RECORDS FOR THIS EXERCISE
++++
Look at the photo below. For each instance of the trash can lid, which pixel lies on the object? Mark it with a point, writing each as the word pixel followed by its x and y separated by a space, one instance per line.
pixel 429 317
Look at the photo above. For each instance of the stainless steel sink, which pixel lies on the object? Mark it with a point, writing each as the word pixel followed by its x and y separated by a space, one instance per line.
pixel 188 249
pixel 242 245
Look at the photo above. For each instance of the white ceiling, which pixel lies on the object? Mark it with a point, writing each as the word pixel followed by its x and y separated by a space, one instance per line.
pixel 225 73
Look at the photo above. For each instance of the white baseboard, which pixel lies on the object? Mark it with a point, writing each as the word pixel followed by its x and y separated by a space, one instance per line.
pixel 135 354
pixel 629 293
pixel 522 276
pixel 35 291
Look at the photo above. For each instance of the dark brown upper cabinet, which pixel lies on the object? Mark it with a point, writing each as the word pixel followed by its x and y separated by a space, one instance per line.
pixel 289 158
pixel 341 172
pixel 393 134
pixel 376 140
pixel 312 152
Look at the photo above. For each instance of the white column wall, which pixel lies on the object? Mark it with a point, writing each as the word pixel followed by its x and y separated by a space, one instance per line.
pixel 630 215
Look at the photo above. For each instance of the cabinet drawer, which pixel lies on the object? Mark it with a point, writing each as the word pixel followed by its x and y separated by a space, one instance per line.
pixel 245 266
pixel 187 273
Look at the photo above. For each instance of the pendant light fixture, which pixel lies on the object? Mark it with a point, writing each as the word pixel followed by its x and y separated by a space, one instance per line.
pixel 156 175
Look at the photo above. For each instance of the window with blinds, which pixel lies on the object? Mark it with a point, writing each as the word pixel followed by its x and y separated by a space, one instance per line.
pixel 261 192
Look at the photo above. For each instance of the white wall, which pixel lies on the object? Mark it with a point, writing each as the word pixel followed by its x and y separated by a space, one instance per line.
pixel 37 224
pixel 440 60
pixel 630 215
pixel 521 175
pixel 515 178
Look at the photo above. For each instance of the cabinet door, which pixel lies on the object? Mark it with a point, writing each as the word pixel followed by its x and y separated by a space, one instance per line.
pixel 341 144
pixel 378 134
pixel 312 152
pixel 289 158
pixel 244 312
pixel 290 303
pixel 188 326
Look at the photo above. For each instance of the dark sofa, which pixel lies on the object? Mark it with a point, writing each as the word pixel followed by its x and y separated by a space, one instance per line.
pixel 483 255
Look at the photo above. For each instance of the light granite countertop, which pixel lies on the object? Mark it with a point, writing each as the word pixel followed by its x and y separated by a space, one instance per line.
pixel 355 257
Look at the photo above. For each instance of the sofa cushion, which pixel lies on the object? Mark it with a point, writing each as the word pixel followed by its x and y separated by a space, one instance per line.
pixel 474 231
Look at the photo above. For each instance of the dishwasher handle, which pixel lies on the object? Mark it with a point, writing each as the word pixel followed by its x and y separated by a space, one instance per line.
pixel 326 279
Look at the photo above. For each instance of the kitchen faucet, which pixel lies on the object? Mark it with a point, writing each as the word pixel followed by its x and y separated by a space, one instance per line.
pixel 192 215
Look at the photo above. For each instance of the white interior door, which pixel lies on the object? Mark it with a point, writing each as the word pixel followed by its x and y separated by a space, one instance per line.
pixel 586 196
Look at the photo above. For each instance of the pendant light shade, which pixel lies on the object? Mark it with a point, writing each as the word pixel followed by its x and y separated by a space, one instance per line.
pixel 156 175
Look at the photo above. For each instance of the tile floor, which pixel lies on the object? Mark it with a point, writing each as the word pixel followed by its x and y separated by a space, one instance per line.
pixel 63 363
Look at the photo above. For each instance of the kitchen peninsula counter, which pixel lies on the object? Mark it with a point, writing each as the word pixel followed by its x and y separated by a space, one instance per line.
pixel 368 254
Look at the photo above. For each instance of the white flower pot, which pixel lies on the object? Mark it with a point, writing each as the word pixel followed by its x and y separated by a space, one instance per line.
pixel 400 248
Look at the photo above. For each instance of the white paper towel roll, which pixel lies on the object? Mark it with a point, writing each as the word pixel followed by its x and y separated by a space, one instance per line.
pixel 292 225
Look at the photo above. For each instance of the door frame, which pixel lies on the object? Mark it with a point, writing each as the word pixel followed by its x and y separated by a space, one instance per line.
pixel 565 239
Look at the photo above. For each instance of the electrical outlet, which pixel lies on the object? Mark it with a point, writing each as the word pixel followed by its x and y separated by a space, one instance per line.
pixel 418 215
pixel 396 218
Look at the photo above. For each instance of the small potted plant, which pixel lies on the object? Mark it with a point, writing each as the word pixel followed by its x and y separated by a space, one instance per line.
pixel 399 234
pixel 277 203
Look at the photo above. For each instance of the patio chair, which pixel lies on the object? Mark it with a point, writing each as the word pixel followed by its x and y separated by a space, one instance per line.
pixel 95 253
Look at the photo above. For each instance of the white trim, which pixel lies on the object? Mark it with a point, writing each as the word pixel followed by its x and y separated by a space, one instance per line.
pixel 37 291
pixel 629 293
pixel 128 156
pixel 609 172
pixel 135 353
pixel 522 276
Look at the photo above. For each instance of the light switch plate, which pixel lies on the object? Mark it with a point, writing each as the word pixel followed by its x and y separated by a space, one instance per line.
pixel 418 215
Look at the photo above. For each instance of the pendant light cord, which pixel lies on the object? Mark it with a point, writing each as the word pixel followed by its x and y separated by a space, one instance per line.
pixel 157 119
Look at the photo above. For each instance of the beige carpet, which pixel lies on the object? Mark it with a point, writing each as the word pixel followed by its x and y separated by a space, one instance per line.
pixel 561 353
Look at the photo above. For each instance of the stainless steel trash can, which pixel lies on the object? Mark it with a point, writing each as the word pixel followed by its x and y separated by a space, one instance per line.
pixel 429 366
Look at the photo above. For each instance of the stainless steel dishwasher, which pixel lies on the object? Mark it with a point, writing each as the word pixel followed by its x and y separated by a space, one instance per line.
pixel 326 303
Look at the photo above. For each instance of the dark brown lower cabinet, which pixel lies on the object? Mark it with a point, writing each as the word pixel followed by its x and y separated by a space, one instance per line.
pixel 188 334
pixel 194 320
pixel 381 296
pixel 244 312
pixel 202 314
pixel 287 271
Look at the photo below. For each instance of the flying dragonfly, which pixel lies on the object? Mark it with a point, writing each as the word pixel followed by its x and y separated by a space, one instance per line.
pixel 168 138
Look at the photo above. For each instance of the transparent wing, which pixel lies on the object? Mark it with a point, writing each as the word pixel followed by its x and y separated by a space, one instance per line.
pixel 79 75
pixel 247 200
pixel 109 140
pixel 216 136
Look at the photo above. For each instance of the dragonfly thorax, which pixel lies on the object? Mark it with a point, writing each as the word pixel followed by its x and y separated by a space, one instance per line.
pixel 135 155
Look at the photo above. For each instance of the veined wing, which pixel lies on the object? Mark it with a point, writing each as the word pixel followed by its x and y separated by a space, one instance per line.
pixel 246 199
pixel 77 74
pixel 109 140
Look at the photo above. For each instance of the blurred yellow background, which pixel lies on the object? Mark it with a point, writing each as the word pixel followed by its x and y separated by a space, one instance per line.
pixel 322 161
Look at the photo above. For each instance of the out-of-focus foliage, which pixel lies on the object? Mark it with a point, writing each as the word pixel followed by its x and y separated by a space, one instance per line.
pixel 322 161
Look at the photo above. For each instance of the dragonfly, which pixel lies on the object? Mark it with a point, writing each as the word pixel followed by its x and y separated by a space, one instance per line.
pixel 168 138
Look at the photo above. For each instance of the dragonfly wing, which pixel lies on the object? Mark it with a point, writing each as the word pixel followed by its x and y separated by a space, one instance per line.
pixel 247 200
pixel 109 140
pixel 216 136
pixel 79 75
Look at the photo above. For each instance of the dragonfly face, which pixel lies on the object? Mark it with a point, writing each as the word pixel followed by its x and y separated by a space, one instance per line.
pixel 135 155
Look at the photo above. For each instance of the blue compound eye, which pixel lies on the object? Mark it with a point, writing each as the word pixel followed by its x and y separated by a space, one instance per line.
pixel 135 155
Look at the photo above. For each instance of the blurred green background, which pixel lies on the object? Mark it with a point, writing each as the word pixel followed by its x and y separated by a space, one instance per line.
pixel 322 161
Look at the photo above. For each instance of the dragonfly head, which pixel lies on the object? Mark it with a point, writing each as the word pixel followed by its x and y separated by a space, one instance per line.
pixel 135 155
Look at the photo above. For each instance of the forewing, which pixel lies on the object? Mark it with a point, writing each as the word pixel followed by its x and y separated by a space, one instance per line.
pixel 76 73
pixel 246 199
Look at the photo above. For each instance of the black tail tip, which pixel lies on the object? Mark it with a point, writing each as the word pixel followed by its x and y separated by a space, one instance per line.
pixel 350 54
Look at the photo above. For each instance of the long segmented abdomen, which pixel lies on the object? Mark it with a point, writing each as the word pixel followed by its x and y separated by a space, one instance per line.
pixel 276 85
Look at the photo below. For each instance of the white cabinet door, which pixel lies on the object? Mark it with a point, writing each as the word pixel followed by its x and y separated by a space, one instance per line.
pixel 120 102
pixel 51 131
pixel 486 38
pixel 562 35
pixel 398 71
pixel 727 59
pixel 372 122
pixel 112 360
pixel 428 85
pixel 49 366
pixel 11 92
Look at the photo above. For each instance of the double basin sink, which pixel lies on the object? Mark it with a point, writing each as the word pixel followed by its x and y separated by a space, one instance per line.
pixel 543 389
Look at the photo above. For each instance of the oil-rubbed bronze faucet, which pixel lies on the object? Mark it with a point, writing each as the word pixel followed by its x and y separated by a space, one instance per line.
++++
WHAT TO WORK ON
Copy everything in the listing from the line containing "cabinet drawer, which" down to the line containing "pixel 261 192", swapping "instance" for "occurrence" and leaving everything else unchanged.

RESPONSE
Look at the photo above. For each occurrence of the cabinet drawer, which pixel lies on the object? Mark it with a point, writing each as the word pixel followed by its x and y separated by a space, one occurrence per line.
pixel 245 266
pixel 187 273
Look at the photo above. For each occurrence of the pendant light fixture, which pixel lies on the object? Mark it with a point, writing each as the word pixel followed by its x and y separated by a space, one occurrence per line.
pixel 156 175
Look at the photo above. For each occurrence of the window with blinds, which pixel lies on the object? Mark it with a point, writing each as the word pixel followed by its x and y separated by a space, one occurrence per line.
pixel 261 192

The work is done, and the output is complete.